BRIEF: Reproduce the excerpt on financially supporting adult children and aging parents, copying everything from "If you do gift" down to "to family members.".

TEXT EXCERPT:
--- begin ---

Extended lifespans are one reason for this new reality; the other is that many people haven’t saved enough to cover a longer life that may equate to thirty years without an official paycheck. Years of low interest rates haven’t helped either. Adult children, often referred to as “Millennials” and “Gen-Xers” are at the under end of the spectrum. Some in this age group find it difficult to secure jobs with wages to cover expenses and outstanding school loans.
Then there’s you in the middle worried about holding up a barbell with kids on one end and parents on the other. Even with proper planning, our children and parents can face very real economic dilemmas. Whether it is external circumstances or personal choices that bring a family to these crossroads, the question remains, how do you allocate limited resources for the various financial needs? The answer is, “it depends.” With a little planning and a lot of communication, we can face this new reality.
Triage and Survival Mode
With a few exceptions, there are no loans for retirement. Although the immediate inclination may be to help family members, it is important to strike a balance between caring for ourselves and helping others. It’s not selfish to prioritize your needs. There’s a reason that in case of emergency, flight attendants remind us to place the oxygen mask on our face before helping others, including our children and parents.
If you do gift or loan funds to children, it may increase their ability to contribute to the family in the future. Consider setting clear expectations as to whether the financial assistance is a loan or a gift. Remind them that you’re providing the loan to help them out of a temporary situation. If the loan is of a sizeable amount, handle it in a business-like manner. Document the transaction and terms. You may want to read up on the “applicable federal rate,” which states that if you lend money to family members you must charge a minimum rate of interest set each month by the Treasury, or risk having to pay a gift tax and other income tax consequences. In addition, check with your tax advisor to see if you’re entitled to any tax benefits resulting from the support you give to family members.

--- end ---

LISTED ENTRIES:
--- begin ---

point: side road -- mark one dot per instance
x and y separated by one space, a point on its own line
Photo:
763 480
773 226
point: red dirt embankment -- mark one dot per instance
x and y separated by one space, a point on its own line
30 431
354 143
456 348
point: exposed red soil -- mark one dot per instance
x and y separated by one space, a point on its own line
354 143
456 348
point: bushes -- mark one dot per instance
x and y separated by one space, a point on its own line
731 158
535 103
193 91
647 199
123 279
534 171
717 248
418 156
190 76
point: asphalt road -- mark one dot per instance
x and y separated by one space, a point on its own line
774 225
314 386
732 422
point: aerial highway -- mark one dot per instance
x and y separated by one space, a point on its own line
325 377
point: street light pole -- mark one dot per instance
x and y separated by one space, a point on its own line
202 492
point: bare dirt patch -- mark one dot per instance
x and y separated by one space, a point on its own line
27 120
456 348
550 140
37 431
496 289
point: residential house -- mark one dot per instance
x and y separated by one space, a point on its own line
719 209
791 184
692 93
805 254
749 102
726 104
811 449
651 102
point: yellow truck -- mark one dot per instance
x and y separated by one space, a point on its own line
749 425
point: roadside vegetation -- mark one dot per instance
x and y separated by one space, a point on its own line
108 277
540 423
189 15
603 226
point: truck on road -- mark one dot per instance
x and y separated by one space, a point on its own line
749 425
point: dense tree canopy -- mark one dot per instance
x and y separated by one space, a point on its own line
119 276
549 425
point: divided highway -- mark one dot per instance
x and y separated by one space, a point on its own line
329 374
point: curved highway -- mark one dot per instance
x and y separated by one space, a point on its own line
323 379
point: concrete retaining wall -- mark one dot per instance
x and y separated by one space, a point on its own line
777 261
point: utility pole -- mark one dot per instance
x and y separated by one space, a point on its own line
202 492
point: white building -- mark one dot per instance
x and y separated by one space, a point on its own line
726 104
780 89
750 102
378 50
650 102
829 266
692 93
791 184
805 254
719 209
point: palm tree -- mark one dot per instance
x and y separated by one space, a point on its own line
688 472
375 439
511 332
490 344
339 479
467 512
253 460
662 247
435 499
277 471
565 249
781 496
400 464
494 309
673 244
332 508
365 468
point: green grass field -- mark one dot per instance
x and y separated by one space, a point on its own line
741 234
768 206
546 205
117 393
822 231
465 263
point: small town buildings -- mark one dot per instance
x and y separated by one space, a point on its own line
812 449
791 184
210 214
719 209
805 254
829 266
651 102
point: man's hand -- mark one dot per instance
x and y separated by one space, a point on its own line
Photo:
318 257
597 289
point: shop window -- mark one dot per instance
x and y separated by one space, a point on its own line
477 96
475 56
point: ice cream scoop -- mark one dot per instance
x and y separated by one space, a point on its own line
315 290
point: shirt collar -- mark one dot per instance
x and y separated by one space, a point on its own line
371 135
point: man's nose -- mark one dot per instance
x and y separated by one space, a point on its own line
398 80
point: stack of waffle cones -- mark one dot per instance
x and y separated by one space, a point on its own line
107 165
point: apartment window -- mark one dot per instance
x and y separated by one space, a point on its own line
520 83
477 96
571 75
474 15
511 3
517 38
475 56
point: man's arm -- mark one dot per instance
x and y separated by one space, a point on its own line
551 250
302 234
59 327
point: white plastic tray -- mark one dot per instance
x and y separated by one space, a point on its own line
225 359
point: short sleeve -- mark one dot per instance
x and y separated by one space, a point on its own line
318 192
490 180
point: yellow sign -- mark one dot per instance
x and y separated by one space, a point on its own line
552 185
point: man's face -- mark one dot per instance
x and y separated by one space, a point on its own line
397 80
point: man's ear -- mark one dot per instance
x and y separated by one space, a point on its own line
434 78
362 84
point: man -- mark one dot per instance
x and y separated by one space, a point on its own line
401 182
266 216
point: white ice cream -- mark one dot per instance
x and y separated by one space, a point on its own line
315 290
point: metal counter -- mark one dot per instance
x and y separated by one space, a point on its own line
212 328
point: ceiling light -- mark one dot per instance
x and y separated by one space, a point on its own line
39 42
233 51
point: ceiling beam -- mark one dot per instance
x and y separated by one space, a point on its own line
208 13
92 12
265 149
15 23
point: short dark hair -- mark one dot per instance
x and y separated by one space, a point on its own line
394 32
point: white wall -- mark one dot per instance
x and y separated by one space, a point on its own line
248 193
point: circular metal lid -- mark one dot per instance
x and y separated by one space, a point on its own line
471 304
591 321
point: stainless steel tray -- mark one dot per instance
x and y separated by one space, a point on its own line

--- end ---

SOLUTION TO THE EXERCISE:
If you do gift or loan funds to children, it may increase their ability to contribute to the family in the future. Consider setting clear expectations as to whether the financial assistance is a loan or a gift. Remind them that you’re providing the loan to help them out of a temporary situation. If the loan is of a sizeable amount, handle it in a business-like manner. Document the transaction and terms. You may want to read up on the “applicable federal rate,” which states that if you lend money to family members you must charge a minimum rate of interest set each month by the Treasury, or risk having to pay a gift tax and other income tax consequences. In addition, check with your tax advisor to see if you’re entitled to any tax benefits resulting from the support you give to family members.